RECORDS FOR THIS EXERCISE —
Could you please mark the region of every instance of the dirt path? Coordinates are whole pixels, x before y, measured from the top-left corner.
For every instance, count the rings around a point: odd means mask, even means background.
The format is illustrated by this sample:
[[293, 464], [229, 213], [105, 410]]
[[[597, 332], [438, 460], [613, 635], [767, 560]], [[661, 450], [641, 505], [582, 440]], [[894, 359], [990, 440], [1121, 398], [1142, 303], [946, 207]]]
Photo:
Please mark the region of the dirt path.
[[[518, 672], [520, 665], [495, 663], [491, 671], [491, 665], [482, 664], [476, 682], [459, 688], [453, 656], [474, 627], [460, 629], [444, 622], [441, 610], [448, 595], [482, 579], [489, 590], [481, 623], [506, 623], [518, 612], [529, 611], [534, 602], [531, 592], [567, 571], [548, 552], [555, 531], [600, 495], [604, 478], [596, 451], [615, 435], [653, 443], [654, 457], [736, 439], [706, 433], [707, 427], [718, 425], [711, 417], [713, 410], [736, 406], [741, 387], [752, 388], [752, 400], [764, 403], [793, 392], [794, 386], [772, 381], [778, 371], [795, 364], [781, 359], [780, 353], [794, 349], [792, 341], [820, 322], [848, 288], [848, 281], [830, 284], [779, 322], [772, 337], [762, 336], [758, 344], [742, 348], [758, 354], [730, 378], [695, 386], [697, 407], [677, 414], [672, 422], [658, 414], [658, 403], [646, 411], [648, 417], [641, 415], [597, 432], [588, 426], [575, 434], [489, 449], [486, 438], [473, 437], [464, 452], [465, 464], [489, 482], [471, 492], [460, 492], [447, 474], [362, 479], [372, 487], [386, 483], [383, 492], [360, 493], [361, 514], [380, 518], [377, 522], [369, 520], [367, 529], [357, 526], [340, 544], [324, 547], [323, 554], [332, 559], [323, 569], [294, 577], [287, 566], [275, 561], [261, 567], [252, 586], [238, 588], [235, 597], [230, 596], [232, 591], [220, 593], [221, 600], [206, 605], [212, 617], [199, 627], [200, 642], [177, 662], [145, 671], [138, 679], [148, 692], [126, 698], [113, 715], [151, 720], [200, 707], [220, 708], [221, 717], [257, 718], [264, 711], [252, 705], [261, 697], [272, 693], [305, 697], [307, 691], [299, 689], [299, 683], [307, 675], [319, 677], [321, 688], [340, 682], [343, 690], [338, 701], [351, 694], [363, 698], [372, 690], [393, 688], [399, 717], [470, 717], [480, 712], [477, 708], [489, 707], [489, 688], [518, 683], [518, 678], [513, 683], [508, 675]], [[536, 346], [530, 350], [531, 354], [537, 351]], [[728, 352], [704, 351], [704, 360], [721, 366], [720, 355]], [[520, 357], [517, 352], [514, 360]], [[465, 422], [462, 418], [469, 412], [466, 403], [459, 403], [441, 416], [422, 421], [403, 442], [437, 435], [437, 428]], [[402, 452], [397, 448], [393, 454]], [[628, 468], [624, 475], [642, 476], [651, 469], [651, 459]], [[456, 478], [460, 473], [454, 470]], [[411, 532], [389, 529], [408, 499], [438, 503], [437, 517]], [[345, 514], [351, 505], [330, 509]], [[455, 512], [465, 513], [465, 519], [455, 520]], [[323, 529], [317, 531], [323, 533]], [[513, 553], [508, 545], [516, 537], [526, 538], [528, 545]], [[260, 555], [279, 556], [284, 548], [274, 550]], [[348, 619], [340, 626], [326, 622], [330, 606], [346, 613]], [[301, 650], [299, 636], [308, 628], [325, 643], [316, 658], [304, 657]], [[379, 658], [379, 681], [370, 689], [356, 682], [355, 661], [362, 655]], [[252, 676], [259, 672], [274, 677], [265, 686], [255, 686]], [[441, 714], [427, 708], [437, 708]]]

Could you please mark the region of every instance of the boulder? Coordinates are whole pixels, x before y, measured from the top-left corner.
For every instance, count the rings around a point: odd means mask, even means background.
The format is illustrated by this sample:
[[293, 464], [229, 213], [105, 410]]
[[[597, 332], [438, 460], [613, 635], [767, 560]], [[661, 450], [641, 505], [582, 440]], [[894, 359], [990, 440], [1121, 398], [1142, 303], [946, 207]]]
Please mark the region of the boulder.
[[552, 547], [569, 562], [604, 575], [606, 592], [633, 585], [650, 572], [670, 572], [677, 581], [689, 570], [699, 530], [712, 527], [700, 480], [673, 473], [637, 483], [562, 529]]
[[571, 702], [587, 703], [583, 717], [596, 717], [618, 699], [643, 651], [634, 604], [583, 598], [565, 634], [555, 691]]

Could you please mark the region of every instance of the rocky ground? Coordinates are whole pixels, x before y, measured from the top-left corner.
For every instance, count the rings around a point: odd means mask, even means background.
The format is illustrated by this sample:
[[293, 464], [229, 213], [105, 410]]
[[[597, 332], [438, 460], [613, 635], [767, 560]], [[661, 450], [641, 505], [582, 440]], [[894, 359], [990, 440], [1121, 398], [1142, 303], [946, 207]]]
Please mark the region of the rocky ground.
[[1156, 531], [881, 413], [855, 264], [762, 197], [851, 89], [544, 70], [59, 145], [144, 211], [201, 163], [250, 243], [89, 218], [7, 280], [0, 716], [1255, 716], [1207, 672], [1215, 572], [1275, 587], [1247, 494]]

WHAT IS BEING ASKED —
Line by line, return the whole listing without a single difference.

EXERCISE OUTPUT —
Could you please mark the region of every instance of the dirt path? Coordinates are whole pixels, x before y, measured from the top-left corner.
For every instance, count the rings around a point: odd means mask, even means background.
The format is illustrated by this sample:
[[293, 464], [229, 213], [105, 410]]
[[[597, 332], [438, 460], [613, 635], [767, 560]], [[661, 450], [641, 505], [582, 440]], [[894, 359], [990, 440], [1121, 398], [1142, 303], [946, 207]]]
Photo:
Please mark the region of the dirt path.
[[[518, 672], [520, 665], [495, 663], [491, 671], [491, 665], [482, 664], [476, 682], [459, 688], [453, 656], [474, 627], [460, 629], [444, 622], [441, 610], [448, 595], [482, 579], [489, 590], [481, 623], [506, 623], [518, 612], [529, 611], [534, 602], [531, 592], [567, 571], [548, 552], [555, 531], [600, 495], [604, 478], [596, 451], [615, 435], [653, 443], [654, 457], [736, 439], [706, 433], [707, 427], [718, 425], [711, 417], [713, 410], [736, 406], [741, 387], [752, 388], [752, 400], [764, 403], [793, 392], [794, 386], [772, 381], [778, 371], [795, 364], [781, 359], [780, 353], [794, 349], [792, 341], [820, 322], [848, 288], [848, 281], [830, 284], [779, 322], [772, 337], [762, 336], [758, 344], [742, 348], [758, 354], [730, 378], [695, 386], [697, 407], [677, 414], [672, 422], [658, 414], [658, 403], [646, 411], [648, 417], [641, 415], [597, 432], [588, 426], [575, 434], [489, 449], [486, 438], [473, 437], [464, 452], [465, 464], [489, 482], [471, 492], [460, 492], [447, 474], [362, 479], [372, 487], [386, 483], [383, 492], [360, 493], [361, 514], [380, 518], [377, 522], [369, 520], [367, 529], [357, 526], [340, 544], [324, 547], [323, 554], [332, 559], [323, 569], [294, 577], [287, 566], [275, 561], [261, 567], [252, 586], [238, 588], [235, 597], [230, 596], [232, 591], [220, 593], [221, 600], [206, 605], [212, 617], [199, 627], [200, 642], [177, 662], [145, 671], [138, 679], [148, 692], [126, 698], [113, 715], [151, 720], [200, 707], [220, 708], [221, 717], [257, 718], [264, 711], [252, 705], [261, 697], [272, 693], [305, 697], [307, 691], [299, 689], [299, 683], [307, 675], [319, 677], [321, 688], [340, 682], [343, 690], [338, 701], [351, 694], [363, 698], [372, 690], [393, 688], [399, 717], [470, 717], [480, 712], [477, 708], [489, 707], [489, 688], [518, 683], [518, 678], [513, 683], [508, 675]], [[536, 346], [530, 350], [531, 354], [537, 351]], [[728, 352], [704, 351], [704, 360], [721, 366], [720, 355]], [[520, 357], [517, 352], [514, 360]], [[465, 422], [462, 418], [469, 412], [466, 403], [459, 403], [441, 416], [422, 421], [403, 442], [437, 435], [437, 428]], [[402, 452], [397, 448], [393, 454]], [[628, 468], [624, 475], [642, 476], [651, 469], [651, 459]], [[456, 478], [460, 473], [454, 470]], [[411, 532], [389, 529], [408, 499], [438, 503], [437, 517]], [[345, 514], [351, 505], [330, 509]], [[455, 512], [465, 513], [465, 519], [455, 520]], [[323, 529], [317, 531], [323, 533]], [[513, 553], [508, 545], [516, 537], [526, 538], [528, 545]], [[260, 555], [279, 556], [284, 548], [274, 550]], [[348, 619], [340, 626], [326, 622], [330, 606], [346, 613]], [[301, 650], [299, 636], [308, 628], [325, 643], [316, 658], [304, 657]], [[379, 658], [379, 681], [370, 689], [356, 682], [355, 661], [362, 655]], [[252, 676], [259, 672], [274, 677], [265, 686], [255, 686]], [[441, 714], [427, 708], [437, 708]]]

Could you please mark the region of every instance of the boulder? Coordinates are whole pixels, x before y, measured from the top-left corner.
For every instance, count the rings around a point: odd means mask, even means background.
The format is illustrated by this sample:
[[293, 464], [229, 213], [105, 410]]
[[[597, 332], [438, 460], [613, 635], [767, 560]], [[661, 450], [641, 505], [582, 440]], [[894, 359], [990, 440], [1121, 398], [1142, 303], [946, 207]]]
Please mark the region of the boulder.
[[552, 547], [569, 562], [604, 575], [606, 592], [633, 585], [650, 572], [670, 572], [677, 581], [689, 570], [699, 530], [712, 527], [700, 480], [673, 473], [637, 483], [562, 529]]
[[571, 702], [587, 703], [583, 717], [596, 717], [618, 699], [643, 651], [634, 604], [583, 598], [565, 634], [555, 691]]

Could you please mark the region of every instance of the rocky ground? Coordinates are whole pixels, x before y, measured from the top-left corner.
For every instance, count the rings around a point: odd means mask, even means background.
The format is illustrated by this sample:
[[293, 464], [229, 213], [105, 410]]
[[[597, 332], [438, 460], [613, 635], [767, 560]], [[661, 450], [641, 505], [582, 440]], [[894, 359], [990, 440], [1121, 398], [1142, 303], [946, 207]]]
Please mark the region of the rocky ground.
[[1156, 531], [881, 413], [855, 264], [762, 197], [851, 89], [544, 70], [59, 145], [144, 211], [201, 163], [250, 243], [89, 218], [7, 280], [0, 716], [1255, 716], [1207, 672], [1215, 572], [1275, 587], [1247, 494]]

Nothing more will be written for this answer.